To do:
Resize the lines from the first one through the one containing "368], [334, 335]]", both included, and copy each line including the requests. Multiply every point coordinate in the answers by 0.4 and round to whole numbers, halves up, leaving the numbers in the requests and their sample forms as they are.
***
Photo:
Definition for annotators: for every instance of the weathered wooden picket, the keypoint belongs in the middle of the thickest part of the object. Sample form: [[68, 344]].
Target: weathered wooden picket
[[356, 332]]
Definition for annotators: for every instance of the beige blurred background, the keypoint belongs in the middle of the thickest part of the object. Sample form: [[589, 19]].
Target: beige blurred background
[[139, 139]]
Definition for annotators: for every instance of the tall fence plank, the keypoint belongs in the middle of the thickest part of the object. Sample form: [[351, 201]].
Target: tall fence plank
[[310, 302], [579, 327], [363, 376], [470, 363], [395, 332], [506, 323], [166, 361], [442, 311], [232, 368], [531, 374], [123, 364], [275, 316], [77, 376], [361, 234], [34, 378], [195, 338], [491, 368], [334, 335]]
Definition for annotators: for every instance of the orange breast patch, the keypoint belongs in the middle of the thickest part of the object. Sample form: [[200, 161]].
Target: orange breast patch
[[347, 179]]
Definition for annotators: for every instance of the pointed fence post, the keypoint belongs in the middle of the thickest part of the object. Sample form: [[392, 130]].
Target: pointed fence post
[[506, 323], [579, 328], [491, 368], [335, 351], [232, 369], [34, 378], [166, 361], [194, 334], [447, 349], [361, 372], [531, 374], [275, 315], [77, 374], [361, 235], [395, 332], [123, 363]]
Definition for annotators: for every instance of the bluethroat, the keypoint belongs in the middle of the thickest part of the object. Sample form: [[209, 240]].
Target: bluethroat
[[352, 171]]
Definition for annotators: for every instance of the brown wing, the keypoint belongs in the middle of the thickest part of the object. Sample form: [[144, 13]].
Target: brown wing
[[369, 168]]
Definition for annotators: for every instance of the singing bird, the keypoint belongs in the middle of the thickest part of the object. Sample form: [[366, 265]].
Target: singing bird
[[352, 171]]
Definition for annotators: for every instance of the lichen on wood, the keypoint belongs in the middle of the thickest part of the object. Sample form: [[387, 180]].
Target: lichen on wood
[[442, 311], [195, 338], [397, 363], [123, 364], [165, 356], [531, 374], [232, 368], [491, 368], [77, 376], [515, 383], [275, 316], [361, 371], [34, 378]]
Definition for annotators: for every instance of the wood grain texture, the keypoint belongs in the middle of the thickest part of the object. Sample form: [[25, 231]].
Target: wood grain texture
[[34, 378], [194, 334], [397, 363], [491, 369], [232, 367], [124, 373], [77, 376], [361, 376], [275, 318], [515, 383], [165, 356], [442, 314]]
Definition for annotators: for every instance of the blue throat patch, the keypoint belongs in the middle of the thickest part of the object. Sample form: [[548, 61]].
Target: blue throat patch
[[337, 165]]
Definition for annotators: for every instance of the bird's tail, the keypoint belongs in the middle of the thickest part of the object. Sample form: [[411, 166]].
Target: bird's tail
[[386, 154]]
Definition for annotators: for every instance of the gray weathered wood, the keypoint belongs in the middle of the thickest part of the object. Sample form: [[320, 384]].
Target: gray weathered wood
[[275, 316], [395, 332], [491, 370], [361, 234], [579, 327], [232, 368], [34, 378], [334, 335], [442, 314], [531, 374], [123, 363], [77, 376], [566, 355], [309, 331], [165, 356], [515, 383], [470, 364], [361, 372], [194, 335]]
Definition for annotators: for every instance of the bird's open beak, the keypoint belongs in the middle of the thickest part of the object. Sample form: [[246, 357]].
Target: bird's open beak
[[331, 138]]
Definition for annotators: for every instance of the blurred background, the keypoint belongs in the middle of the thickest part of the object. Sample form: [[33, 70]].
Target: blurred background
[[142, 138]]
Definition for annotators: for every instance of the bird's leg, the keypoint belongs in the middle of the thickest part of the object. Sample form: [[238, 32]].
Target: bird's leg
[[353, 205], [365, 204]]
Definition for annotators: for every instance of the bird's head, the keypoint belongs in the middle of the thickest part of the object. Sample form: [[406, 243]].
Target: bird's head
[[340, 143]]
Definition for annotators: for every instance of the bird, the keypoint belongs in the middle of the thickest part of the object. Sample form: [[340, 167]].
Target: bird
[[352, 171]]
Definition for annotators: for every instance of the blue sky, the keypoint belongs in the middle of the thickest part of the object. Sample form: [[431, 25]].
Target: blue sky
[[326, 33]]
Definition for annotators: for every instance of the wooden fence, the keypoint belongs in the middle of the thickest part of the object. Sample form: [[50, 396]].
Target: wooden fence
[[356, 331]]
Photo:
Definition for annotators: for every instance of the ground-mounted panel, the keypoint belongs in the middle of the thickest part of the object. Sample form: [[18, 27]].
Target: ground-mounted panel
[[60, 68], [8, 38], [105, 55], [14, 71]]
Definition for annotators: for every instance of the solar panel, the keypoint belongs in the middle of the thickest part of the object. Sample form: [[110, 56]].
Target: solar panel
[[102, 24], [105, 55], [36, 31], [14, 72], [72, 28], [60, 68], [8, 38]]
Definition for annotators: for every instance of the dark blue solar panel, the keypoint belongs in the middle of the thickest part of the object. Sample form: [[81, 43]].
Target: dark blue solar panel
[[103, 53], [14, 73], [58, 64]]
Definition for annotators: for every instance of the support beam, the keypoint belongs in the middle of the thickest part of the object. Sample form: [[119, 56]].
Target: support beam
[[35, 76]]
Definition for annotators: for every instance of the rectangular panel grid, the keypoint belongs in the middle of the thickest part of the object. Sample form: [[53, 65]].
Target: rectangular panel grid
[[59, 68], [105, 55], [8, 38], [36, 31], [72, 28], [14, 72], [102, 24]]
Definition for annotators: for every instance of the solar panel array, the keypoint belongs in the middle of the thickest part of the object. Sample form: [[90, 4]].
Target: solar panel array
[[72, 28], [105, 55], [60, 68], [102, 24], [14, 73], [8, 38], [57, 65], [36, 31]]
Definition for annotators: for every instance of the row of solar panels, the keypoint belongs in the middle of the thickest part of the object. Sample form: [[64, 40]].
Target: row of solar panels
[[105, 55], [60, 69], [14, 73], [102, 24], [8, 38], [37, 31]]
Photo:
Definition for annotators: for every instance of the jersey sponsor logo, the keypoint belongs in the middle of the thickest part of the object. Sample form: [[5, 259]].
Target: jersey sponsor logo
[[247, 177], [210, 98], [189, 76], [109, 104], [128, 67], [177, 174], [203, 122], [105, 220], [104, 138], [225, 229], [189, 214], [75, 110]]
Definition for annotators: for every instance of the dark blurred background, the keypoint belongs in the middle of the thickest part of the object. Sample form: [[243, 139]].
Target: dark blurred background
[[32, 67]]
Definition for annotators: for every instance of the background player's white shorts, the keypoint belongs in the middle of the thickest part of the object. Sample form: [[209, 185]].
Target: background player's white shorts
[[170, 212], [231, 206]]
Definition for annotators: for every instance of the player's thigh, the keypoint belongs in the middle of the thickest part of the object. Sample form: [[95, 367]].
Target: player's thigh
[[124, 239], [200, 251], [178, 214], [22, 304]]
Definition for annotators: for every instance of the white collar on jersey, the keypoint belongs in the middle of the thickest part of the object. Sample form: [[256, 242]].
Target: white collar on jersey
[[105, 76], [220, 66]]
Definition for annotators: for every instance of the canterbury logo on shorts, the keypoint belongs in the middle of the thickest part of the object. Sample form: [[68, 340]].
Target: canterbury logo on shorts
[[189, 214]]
***
Solution for this exercise:
Photo:
Definition for annotators: for every instance of the weathered wooden picket, the keypoint belongs in the middle of the thickest part of the object. Sample form: [[68, 344]].
Target: weathered wooden picket
[[142, 133]]
Definition for annotators: for every instance of the beige blurred background, the keypoint belongs in the middle of the thickest part of the object. Sample form: [[589, 19]].
Target: beige blurred background
[[56, 56]]
Definition for annotators: for every instance of the tall fence plank, the keypoint belongs in the middle of the thickest part of the object. Sample form: [[351, 201]].
Target: tall fence plank
[[124, 121], [232, 131], [145, 150], [188, 145], [158, 133], [202, 129], [66, 144], [177, 124], [93, 147], [212, 150], [49, 146], [110, 126], [31, 150], [144, 94], [14, 151], [78, 135], [196, 147], [134, 134]]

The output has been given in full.